** Extrait du document **
Il y a bien sûr ce que le pape ne dit pas, source de soulagement pour les uns et de déception pour d’autres – étant observé qu’il renvoie au document établi par le synode. Le texte ne pose pas de décisions, n’annonce pas de mesures, c’est un fait.
Mais il y a aussi ce qu’il dit et qui, surprise, reste digne d’attention. Car l’Amazonie est un sujet concret, brûlant tout d’abord pour ses habitants mais pas sans portée pour nous tous. Concrètement mais aussi de façon plus diffuse.
L’une des choses que je ressens à sa lecture c’est l’Amazonie comme allégorie de la périphérie. C’est l’une des périphéries dont le sort a un impact le plus évident pour nous : si elle disparaît, nous en paierons le prix. Et c’est déjà le signe que la périphérie, cela reste nous.
Mais c’est aussi un appel au décentrement et à l’humilité. Certains ont pu dire que, parce qu’il est argentin, le pape ne pourrait comprendre tel ou tel sujet. Faut voir. J’ai le sentiment en revanche que c’est bien, parce qu’il n’est pas européen, tout en étant d’une culture proche, qu’il nous permet aussi d’ouvrir notre horizon.
Nous sommes convaincus du rôle premier de l’Europe dans le christianisme. Historiquement, ce n’est pas faux. Mais quel est l’apport actuel, contemporain, de l’Europe ? Ne répondez pas tous en même temps. Ce que nous donne à voir aussi le pape, dans ce texte, contre le risque de l’arrogance, c’est l’évidente légitimité à être chrétien différemment.
L’incarnation du Fils de Dieu ne se limite pas à la voie européenne. Ne me faites pas de procès d’intention : elle est parfaitement légitime, et elle peut tout aussi bien être un apport, dans un dialogue qui doit être réciproque. Mais notre façon de vivre notre foi n’est pas universelle. Et ce n’est pas dépourvu de portée, y compris pour la vie quotidienne de l’Eglise, loin de là.
Ne regardons donc pas en surplomb ces populations, sûrs de notre supériorité, de notre primauté et ce, d’autant plus que la profondeur spirituelle ne se mesure pas au développement des infrastructures et au taux de déploiement de la 4G (en attendant la 5). Si au moins notre développement relevait d’un développement spirituel, nous pourrions en reparler, mais je ne crois pas que ce soit du haut de notre accomplissement spirituel et de la perfection que tant d’années de vie chrétienne nous auraient apportés que nous puissions nous permettre de regarder les peuples d’Amazonie. Au risque du bûcher, plus tentant en février, je dirais même que je ne suis pas certain que 2.000 ans de culture chrétienne nous assurent quoi que ce soit tant, au bout du compte, tout se joue dans le seul cœur de chaque homme et de chaque femme.

** Exercice court 1 **
Relevez toutes les tournures à l'impératif négatif du texte sur l'Amazonie, en citant chacune jusqu'au premier signe de ponctuation.
Le texte et les enregistrements n'ont aucun lien entre eux.

** Enregistrements affichés **
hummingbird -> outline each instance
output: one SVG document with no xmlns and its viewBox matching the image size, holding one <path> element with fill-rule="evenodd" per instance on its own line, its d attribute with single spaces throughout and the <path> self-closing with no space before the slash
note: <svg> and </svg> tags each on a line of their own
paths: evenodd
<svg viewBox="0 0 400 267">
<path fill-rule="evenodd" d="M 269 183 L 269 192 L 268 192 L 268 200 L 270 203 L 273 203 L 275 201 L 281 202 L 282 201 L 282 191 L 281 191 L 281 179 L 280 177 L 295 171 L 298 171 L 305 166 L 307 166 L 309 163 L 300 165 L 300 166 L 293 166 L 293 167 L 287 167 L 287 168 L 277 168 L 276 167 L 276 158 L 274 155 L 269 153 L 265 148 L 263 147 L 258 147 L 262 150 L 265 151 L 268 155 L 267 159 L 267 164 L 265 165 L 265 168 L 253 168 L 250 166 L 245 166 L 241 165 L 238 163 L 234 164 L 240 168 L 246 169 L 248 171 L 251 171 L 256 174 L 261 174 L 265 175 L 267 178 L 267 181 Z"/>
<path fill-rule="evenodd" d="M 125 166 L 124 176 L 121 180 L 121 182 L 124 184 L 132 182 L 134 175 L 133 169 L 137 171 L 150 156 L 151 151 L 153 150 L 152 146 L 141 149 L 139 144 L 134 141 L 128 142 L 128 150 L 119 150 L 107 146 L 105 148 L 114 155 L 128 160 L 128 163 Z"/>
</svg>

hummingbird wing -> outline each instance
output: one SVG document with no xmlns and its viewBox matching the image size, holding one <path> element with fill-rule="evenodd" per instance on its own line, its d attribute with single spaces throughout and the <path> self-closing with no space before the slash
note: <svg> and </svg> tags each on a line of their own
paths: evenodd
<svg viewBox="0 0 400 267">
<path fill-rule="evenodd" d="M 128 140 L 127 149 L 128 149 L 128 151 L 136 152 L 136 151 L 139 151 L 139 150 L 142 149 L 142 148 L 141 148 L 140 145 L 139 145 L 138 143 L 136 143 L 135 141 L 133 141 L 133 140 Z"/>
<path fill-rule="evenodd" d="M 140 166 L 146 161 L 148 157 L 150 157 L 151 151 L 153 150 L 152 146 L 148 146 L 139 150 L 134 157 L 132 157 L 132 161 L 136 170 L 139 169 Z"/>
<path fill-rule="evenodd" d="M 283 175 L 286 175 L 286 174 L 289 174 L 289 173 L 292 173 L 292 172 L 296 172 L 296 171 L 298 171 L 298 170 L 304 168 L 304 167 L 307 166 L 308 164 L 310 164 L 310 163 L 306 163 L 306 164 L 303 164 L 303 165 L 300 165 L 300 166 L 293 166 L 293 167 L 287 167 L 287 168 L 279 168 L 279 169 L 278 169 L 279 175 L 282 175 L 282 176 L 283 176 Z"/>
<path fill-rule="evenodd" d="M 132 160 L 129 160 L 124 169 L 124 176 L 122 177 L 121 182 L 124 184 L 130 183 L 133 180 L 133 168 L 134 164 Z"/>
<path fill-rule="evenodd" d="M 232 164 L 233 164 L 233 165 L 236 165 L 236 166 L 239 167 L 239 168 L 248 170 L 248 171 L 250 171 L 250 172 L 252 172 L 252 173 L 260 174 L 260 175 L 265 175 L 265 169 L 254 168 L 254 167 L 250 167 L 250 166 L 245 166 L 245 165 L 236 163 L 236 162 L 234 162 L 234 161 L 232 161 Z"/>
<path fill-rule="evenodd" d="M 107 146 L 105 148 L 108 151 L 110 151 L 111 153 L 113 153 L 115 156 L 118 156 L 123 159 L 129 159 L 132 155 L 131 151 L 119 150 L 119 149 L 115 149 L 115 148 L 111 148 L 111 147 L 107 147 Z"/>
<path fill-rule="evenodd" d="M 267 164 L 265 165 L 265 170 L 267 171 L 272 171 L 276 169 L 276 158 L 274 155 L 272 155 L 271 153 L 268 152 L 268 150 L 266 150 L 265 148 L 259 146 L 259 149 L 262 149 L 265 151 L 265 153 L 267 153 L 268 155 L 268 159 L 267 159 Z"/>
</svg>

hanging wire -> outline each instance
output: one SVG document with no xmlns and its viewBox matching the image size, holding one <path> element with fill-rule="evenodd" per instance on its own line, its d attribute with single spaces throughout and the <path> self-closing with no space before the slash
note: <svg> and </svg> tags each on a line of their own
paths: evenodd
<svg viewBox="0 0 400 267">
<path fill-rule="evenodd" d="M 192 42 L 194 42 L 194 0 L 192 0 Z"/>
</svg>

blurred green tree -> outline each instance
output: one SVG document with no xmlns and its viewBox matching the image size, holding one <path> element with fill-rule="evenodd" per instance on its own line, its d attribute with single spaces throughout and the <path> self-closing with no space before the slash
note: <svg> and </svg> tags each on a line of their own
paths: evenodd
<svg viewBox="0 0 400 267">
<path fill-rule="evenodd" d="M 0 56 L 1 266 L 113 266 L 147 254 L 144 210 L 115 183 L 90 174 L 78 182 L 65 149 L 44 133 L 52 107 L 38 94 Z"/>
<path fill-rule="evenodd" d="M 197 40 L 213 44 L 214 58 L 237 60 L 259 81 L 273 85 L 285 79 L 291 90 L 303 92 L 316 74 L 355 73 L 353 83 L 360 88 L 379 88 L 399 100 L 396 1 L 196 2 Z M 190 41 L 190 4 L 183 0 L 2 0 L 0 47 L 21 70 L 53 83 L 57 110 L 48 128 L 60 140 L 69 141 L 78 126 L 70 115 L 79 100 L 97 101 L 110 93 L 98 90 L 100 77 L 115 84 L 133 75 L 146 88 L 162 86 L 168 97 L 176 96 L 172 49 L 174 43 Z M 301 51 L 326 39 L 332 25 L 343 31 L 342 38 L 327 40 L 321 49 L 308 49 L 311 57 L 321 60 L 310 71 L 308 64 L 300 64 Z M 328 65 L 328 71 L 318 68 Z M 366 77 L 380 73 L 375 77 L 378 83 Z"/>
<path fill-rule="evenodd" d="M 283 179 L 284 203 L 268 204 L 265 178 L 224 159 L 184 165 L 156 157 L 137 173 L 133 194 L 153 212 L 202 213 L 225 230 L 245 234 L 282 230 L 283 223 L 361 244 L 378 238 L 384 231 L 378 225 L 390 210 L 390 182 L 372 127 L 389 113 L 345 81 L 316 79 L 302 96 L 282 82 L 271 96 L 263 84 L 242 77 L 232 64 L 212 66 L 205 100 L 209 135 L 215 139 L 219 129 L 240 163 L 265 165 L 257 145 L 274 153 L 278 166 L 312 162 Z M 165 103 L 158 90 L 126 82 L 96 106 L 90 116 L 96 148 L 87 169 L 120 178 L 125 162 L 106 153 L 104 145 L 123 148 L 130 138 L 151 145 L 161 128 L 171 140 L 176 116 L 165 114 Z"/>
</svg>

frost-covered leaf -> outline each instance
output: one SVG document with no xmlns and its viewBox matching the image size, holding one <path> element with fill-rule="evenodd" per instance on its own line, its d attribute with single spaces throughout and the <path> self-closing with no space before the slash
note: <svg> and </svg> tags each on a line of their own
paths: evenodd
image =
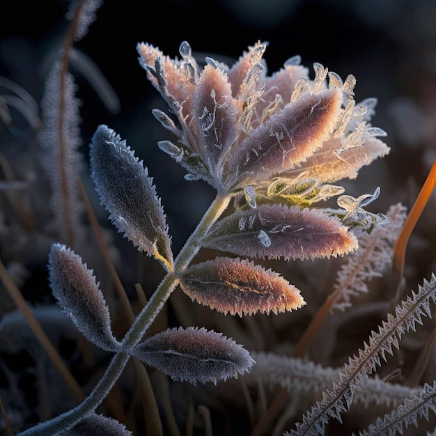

** Exercice court 2 **
Présentez sous forme de tableau Markdown, avec les colonnes N° et Ligne, les lignes des enregistrements depuis celle qui contient « blurred green tree -> outline each instance » jusqu'à celle qui contient « 1 266 L 113 », bornes incluses et lignes vides exclues.

** Réponse commentée 1 **
- Ne répondez pas tous en même temps
- Ne me faites pas de procès d'intention
- Ne regardons donc pas en surplomb ces populations

** Réponse commentée 2 **
| N° | Ligne |
|---|---|
| 1 | blurred green tree -> outline each instance |
| 2 | output: one SVG document with no xmlns and its viewBox matching the image size, holding one <path> element with fill-rule="evenodd" per instance on its own line, its d attribute with single spaces throughout and the <path> self-closing with no space before the slash |
| 3 | note: <svg> and </svg> tags each on a line of their own |
| 4 | paths: evenodd |
| 5 | <svg viewBox="0 0 400 267"> |
| 6 | <path fill-rule="evenodd" d="M 0 56 L 1 266 L 113 266 L 147 254 L 144 210 L 115 183 L 90 174 L 78 182 L 65 149 L 44 133 L 52 107 L 38 94 Z"/> |